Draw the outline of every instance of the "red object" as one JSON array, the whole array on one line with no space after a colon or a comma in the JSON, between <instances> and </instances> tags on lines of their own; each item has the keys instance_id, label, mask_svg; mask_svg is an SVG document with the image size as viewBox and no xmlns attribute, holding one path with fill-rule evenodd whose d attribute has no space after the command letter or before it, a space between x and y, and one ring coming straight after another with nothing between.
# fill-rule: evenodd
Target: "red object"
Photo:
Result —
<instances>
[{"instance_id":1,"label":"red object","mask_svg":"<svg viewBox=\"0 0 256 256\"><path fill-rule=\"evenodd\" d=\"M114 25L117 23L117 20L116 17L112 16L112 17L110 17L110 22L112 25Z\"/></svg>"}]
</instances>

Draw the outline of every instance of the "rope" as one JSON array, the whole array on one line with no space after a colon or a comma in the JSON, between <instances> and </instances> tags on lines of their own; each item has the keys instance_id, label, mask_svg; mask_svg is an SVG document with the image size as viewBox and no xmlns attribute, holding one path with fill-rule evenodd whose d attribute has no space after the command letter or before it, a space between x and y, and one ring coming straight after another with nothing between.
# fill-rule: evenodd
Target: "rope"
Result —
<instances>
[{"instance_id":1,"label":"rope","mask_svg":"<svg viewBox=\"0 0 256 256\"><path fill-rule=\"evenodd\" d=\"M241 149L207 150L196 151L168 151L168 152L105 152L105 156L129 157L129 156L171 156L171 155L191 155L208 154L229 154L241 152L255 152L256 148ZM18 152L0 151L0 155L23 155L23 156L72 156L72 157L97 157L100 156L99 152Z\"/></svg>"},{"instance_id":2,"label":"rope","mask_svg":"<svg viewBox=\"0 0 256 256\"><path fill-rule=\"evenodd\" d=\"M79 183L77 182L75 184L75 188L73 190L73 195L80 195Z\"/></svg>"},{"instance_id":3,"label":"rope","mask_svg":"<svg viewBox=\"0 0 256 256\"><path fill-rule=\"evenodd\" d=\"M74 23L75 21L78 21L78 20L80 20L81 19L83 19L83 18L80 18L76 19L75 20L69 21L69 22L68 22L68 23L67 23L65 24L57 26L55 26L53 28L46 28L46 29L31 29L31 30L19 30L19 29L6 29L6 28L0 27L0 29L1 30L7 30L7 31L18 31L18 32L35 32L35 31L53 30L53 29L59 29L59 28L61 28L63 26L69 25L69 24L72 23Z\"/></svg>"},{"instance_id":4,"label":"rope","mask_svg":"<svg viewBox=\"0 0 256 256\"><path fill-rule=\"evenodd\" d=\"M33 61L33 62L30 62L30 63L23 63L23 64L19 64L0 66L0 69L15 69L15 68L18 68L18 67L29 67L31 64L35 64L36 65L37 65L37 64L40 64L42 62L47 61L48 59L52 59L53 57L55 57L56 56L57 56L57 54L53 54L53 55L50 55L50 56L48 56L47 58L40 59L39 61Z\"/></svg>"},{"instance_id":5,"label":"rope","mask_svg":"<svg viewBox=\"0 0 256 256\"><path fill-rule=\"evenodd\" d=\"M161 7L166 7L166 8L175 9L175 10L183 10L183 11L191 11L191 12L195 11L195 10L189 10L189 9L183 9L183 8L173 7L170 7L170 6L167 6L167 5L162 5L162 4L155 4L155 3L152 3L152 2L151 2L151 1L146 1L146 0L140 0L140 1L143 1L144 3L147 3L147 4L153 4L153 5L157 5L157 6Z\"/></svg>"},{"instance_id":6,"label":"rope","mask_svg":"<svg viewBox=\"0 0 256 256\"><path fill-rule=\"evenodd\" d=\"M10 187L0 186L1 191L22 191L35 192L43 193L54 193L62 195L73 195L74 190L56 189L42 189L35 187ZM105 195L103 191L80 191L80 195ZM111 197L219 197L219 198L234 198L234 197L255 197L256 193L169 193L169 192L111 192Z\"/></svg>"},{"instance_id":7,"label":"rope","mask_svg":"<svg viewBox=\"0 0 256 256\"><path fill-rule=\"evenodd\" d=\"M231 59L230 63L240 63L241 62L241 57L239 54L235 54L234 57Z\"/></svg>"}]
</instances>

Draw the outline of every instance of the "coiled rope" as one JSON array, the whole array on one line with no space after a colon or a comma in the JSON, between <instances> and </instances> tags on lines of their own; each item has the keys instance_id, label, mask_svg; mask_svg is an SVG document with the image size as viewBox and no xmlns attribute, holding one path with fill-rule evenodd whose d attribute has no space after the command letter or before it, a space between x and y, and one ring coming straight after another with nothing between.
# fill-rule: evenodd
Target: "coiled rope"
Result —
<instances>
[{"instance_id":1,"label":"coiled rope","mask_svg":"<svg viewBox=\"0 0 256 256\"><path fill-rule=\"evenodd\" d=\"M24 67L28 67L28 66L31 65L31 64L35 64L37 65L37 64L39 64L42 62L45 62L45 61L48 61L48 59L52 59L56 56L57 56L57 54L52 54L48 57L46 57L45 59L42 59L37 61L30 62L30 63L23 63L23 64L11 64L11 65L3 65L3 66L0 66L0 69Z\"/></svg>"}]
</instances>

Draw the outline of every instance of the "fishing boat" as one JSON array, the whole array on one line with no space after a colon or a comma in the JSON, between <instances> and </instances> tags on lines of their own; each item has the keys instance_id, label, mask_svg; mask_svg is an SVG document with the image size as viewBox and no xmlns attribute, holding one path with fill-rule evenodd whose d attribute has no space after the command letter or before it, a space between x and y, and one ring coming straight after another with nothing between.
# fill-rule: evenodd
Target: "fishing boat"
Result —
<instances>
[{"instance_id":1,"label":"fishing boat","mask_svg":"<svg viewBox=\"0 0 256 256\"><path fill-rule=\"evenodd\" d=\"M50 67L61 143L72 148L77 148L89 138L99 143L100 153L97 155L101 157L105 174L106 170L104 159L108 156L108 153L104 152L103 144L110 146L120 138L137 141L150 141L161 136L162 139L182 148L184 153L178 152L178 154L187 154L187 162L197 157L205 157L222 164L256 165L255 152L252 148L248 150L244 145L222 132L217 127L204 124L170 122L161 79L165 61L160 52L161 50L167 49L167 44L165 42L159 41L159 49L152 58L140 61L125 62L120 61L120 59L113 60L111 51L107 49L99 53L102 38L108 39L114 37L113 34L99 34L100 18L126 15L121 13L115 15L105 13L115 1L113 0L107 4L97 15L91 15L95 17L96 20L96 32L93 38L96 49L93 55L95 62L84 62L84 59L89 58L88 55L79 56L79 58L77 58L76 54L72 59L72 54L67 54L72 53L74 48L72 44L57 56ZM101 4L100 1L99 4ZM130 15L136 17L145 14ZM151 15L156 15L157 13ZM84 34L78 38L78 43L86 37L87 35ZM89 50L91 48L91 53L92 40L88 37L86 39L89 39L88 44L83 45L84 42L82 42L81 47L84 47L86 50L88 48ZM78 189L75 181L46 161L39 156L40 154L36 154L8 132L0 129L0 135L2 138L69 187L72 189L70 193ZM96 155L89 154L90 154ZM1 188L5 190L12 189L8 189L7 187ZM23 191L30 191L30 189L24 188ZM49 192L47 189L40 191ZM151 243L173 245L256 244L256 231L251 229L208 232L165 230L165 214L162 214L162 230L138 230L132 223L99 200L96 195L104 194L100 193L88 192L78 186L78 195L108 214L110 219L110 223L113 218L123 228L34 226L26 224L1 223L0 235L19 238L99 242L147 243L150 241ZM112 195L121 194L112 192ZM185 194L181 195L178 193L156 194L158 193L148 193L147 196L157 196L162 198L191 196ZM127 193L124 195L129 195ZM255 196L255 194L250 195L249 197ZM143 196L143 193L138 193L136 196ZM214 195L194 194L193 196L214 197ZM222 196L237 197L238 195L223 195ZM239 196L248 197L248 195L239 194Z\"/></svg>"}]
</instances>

☆ ☆ ☆ ☆ ☆

_The task_: Write out every entry above, word for word.

_Task solution_:
Draw the outline of every instance of the "red object" as one JSON array, the whole array on one line with no space after a colon or a comma in the JSON, between <instances> and </instances> tags on lines of their own; each item has the keys instance_id, label, mask_svg; mask_svg is an SVG document with the image size as viewBox and no xmlns attribute, holding one path with fill-rule evenodd whose d attribute has no space after the command letter or before it, a space between x and y, and one ring coming straight after another with nothing between.
# fill-rule: evenodd
Target: "red object"
Photo:
Result —
<instances>
[{"instance_id":1,"label":"red object","mask_svg":"<svg viewBox=\"0 0 256 256\"><path fill-rule=\"evenodd\" d=\"M114 25L117 23L117 20L116 17L112 16L112 17L110 17L110 22L112 25Z\"/></svg>"}]
</instances>

Draw the outline of every instance of the "rope" as one JSON array, the whole array on one line with no space after a colon or a comma in the JSON, between <instances> and </instances> tags on lines of their own; each item has the keys instance_id, label, mask_svg; mask_svg is an SVG document with the image size as viewBox and no xmlns attribute, holding one path with fill-rule evenodd whose d attribute has no space after the command letter or before it, a space between x and y, and one ring coming straight after another with nothing between.
# fill-rule: evenodd
Target: "rope"
Result —
<instances>
[{"instance_id":1,"label":"rope","mask_svg":"<svg viewBox=\"0 0 256 256\"><path fill-rule=\"evenodd\" d=\"M241 149L207 150L196 151L168 151L168 152L105 152L105 156L129 157L129 156L171 156L171 155L191 155L208 154L229 154L241 152L255 152L256 148ZM18 152L0 151L0 155L23 155L23 156L72 156L72 157L97 157L100 156L99 152Z\"/></svg>"},{"instance_id":2,"label":"rope","mask_svg":"<svg viewBox=\"0 0 256 256\"><path fill-rule=\"evenodd\" d=\"M79 183L77 182L75 184L75 188L73 190L73 195L80 195Z\"/></svg>"},{"instance_id":3,"label":"rope","mask_svg":"<svg viewBox=\"0 0 256 256\"><path fill-rule=\"evenodd\" d=\"M74 23L75 21L78 21L78 20L80 20L81 19L83 19L83 18L80 18L76 19L75 20L69 21L69 22L68 22L68 23L67 23L65 24L57 26L55 26L53 28L46 28L46 29L31 29L31 30L19 30L19 29L6 29L6 28L0 27L0 29L1 30L7 30L7 31L18 31L18 32L35 32L35 31L53 30L53 29L59 29L59 28L61 28L63 26L69 25L69 24L72 23Z\"/></svg>"},{"instance_id":4,"label":"rope","mask_svg":"<svg viewBox=\"0 0 256 256\"><path fill-rule=\"evenodd\" d=\"M33 61L33 62L30 62L30 63L23 63L23 64L19 64L0 66L0 69L15 69L15 68L18 68L18 67L29 67L31 64L35 64L36 65L37 65L37 64L40 64L42 62L47 61L48 59L52 59L53 57L55 57L56 56L57 56L57 54L53 54L53 55L50 55L50 56L48 56L47 58L40 59L39 61Z\"/></svg>"},{"instance_id":5,"label":"rope","mask_svg":"<svg viewBox=\"0 0 256 256\"><path fill-rule=\"evenodd\" d=\"M161 7L166 7L166 8L175 9L175 10L183 10L183 11L191 11L191 12L195 11L195 10L189 10L189 9L183 9L183 8L173 7L170 7L170 6L167 6L167 5L162 5L162 4L155 4L155 3L152 3L152 2L151 2L151 1L146 1L146 0L140 0L140 1L143 1L144 3L147 3L147 4L153 4L153 5L157 5L157 6Z\"/></svg>"},{"instance_id":6,"label":"rope","mask_svg":"<svg viewBox=\"0 0 256 256\"><path fill-rule=\"evenodd\" d=\"M10 187L0 186L1 191L22 191L35 192L43 193L54 193L62 195L73 195L74 190L56 189L42 189L35 187ZM105 195L103 191L80 191L80 195ZM111 197L219 197L219 198L234 198L234 197L255 197L256 193L169 193L169 192L111 192Z\"/></svg>"},{"instance_id":7,"label":"rope","mask_svg":"<svg viewBox=\"0 0 256 256\"><path fill-rule=\"evenodd\" d=\"M231 59L230 63L240 63L241 62L241 57L239 54L235 54L234 57Z\"/></svg>"}]
</instances>

Draw the outline of every instance of the "coiled rope" as one JSON array, the whole array on one line with no space after a colon or a comma in the JSON, between <instances> and </instances> tags on lines of their own; each item has the keys instance_id, label, mask_svg; mask_svg is an SVG document with the image size as viewBox and no xmlns attribute, holding one path with fill-rule evenodd whose d attribute has no space after the command letter or before it, a space between x and y, and one ring coming straight after another with nothing between.
# fill-rule: evenodd
Target: "coiled rope"
Result —
<instances>
[{"instance_id":1,"label":"coiled rope","mask_svg":"<svg viewBox=\"0 0 256 256\"><path fill-rule=\"evenodd\" d=\"M24 67L28 67L28 66L31 65L31 64L35 64L37 65L37 64L39 64L42 62L45 62L45 61L48 61L48 59L52 59L56 56L57 56L57 54L52 54L48 57L46 57L45 59L42 59L37 61L30 62L30 63L23 63L23 64L11 64L11 65L3 65L3 66L0 66L0 69Z\"/></svg>"}]
</instances>

Draw the outline of every instance of the "fishing boat" as one JSON array, the whole array on one line with no space after a colon or a comma in the JSON, between <instances> and </instances> tags on lines of their own; each item has the keys instance_id, label, mask_svg; mask_svg is an SVG document with the image size as viewBox and no xmlns attribute, holding one path with fill-rule evenodd whose d attribute has no space after the command letter or before it, a space between x and y, and one ring coming straight after another with nothing between.
# fill-rule: evenodd
Target: "fishing boat"
Result —
<instances>
[{"instance_id":1,"label":"fishing boat","mask_svg":"<svg viewBox=\"0 0 256 256\"><path fill-rule=\"evenodd\" d=\"M50 67L61 143L72 148L77 148L89 138L99 143L100 153L97 155L101 157L105 174L106 170L104 159L108 156L108 153L104 152L103 144L110 146L120 138L137 141L150 141L161 136L162 139L182 148L184 153L178 152L178 154L187 154L187 162L197 157L205 157L222 164L256 165L255 152L252 148L248 150L244 145L222 132L217 127L204 124L170 122L161 79L165 61L160 52L161 50L167 49L167 44L165 42L159 41L159 49L152 58L140 61L125 62L120 61L120 59L113 60L111 51L107 49L99 53L102 38L108 39L114 37L113 34L99 34L100 18L126 15L121 13L115 15L105 13L115 1L113 0L107 4L97 15L91 15L95 17L96 20L96 32L93 38L96 49L93 55L95 62L84 62L84 59L89 58L88 55L79 56L79 58L77 58L76 54L72 59L72 54L67 54L72 53L74 48L72 44L57 56ZM101 4L100 1L99 4ZM130 15L136 17L145 14ZM151 15L156 15L157 13ZM84 34L78 38L78 43L86 37L87 35ZM89 50L91 48L91 53L92 40L88 37L86 39L89 39L88 44L83 45L84 42L82 42L81 47L84 47L86 50L88 48ZM78 189L75 181L46 161L39 156L40 154L36 154L8 132L0 129L0 135L2 138L69 187L72 189L70 193ZM96 155L89 154L90 154ZM1 188L5 190L12 189L8 189L7 187ZM23 191L30 191L30 189L24 188ZM49 192L47 189L40 191ZM151 243L173 245L256 244L256 231L251 229L208 232L165 230L165 214L162 214L162 230L138 230L132 223L99 200L96 195L104 194L100 193L88 192L78 186L78 195L108 214L110 219L110 223L113 218L123 228L34 226L26 224L1 223L0 235L19 238L99 242L147 243L150 241ZM112 195L121 194L112 192ZM185 194L181 195L178 193L156 194L158 193L148 193L147 196L157 196L162 198L191 196ZM127 193L124 195L129 195ZM255 196L255 194L250 195L249 197ZM143 196L143 193L138 193L136 196ZM214 195L194 194L193 196L214 197ZM222 196L237 197L238 195L223 195ZM239 196L248 197L248 195L239 194Z\"/></svg>"}]
</instances>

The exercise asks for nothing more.